Can you repeat the records word for word, from the line with "of the fallen" through the line with "Phrase: fallen leaf", and give nothing else?

··········

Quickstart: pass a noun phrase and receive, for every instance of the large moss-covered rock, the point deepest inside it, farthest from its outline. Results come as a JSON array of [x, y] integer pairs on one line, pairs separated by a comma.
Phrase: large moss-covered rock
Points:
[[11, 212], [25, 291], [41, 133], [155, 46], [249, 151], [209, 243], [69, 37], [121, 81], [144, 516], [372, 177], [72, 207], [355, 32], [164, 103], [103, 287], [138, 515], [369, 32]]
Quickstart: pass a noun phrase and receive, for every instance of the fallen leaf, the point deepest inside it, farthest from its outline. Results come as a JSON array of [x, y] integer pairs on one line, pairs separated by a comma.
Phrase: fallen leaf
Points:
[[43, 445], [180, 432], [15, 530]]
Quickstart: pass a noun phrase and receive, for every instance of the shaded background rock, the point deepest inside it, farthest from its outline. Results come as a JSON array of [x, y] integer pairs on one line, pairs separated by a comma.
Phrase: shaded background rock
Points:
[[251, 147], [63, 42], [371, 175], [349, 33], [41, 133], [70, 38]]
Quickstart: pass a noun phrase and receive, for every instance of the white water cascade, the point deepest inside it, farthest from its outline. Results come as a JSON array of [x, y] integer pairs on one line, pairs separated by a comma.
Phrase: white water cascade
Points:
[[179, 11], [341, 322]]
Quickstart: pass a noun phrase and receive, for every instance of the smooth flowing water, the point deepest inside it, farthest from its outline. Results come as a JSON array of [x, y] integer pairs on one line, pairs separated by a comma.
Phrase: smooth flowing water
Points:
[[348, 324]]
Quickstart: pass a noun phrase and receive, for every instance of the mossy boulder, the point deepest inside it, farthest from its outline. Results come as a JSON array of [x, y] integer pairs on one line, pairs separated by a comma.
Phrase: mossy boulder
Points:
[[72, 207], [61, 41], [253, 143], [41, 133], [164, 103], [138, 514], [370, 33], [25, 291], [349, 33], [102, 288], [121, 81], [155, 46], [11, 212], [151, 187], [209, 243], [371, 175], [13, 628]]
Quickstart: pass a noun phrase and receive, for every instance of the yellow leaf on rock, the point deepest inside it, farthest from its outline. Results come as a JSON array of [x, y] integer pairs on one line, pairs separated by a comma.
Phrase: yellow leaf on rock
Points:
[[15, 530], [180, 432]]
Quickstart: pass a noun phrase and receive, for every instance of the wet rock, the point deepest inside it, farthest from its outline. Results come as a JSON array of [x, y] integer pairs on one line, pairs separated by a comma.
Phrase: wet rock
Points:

··········

SOLUTION FOR THIS PROBLEM:
Quickstart: pass a noun phrase and receive, for every instance of the fallen leaf, the point deepest inside it, farthest from its outline. Results come as a JSON array of [x, y] integer pairs on one line, pairs separated by a comma.
Phrase: fallen leaf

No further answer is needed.